_TASK DETAILS_
Extract each line in the rows below that contains the word "building".

_MATERIAL SUPPLIED_
START

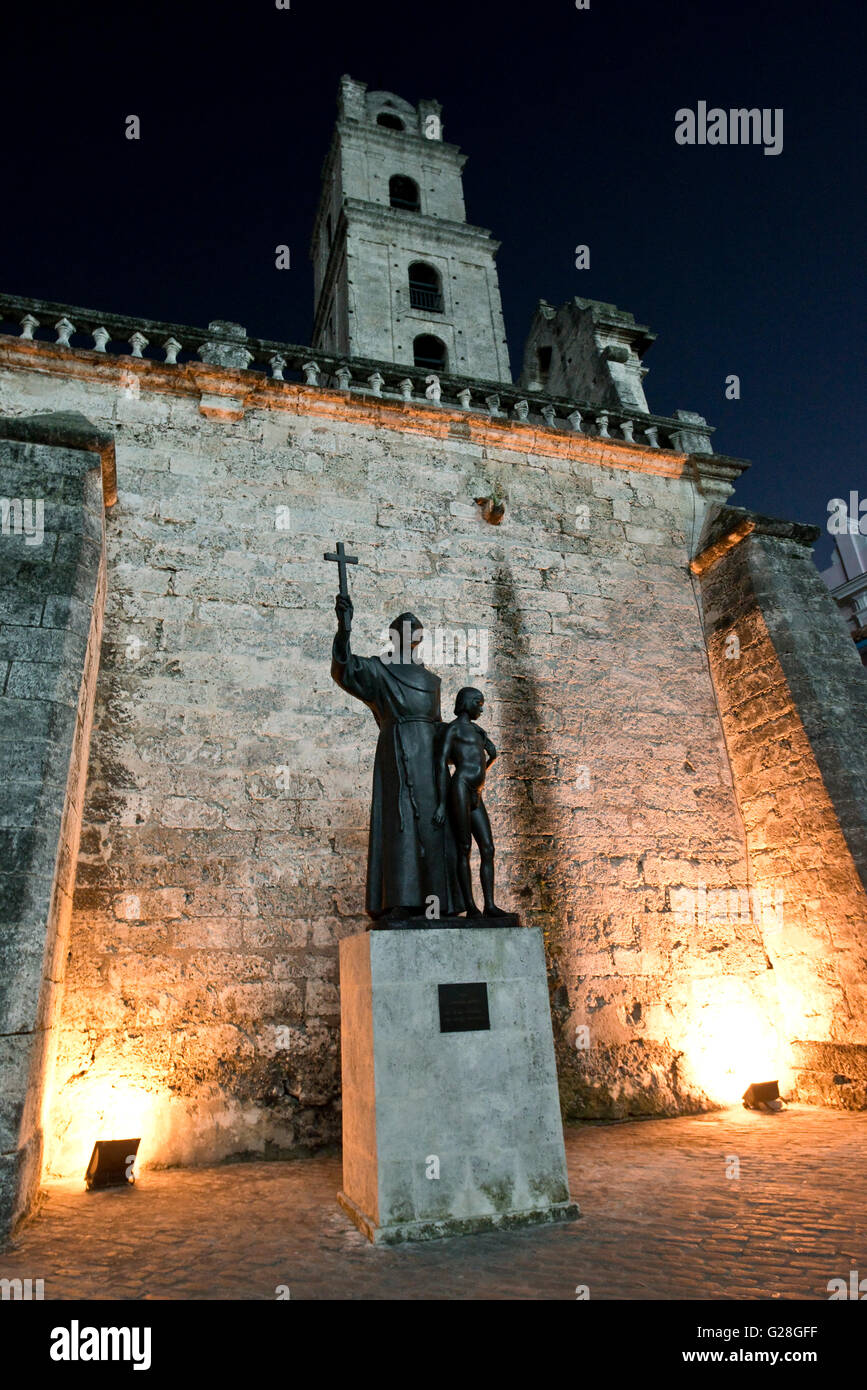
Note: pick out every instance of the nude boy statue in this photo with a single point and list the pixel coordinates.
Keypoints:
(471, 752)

END
START

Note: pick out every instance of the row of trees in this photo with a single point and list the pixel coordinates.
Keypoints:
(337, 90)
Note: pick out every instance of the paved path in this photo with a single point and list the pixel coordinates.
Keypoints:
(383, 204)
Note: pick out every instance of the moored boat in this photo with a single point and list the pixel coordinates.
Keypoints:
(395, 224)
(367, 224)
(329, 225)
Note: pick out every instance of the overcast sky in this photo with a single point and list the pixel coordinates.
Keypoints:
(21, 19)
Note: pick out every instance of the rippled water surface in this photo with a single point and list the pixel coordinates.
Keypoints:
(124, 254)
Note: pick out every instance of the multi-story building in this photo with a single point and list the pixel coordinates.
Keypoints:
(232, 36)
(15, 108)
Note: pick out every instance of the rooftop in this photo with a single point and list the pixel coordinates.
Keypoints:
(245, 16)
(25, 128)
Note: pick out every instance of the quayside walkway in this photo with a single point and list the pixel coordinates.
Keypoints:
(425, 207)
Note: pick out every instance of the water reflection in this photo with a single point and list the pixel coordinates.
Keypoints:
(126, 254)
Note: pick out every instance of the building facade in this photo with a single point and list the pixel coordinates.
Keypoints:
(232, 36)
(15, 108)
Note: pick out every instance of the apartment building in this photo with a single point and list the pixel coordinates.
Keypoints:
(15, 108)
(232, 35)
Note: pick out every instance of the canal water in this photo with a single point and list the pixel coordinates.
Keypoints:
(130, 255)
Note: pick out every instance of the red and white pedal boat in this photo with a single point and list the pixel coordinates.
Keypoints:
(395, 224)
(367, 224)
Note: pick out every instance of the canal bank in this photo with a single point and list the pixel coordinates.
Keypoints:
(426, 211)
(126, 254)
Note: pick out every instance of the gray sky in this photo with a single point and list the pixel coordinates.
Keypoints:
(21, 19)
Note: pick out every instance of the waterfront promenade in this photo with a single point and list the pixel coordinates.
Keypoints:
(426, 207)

END
START

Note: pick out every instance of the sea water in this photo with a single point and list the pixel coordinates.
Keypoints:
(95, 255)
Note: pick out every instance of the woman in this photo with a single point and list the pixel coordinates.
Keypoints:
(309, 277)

END

_OUTPUT OF THE EXERCISE_
Note: pick out every instance of the multi-story building in this photo with a single point and list the pixel coordinates.
Note: pick out every instance of the building facade in this photo with a single point and list the pixel coordinates.
Note: pick out every instance of the apartment building in this photo with a single point and list the pixel coordinates.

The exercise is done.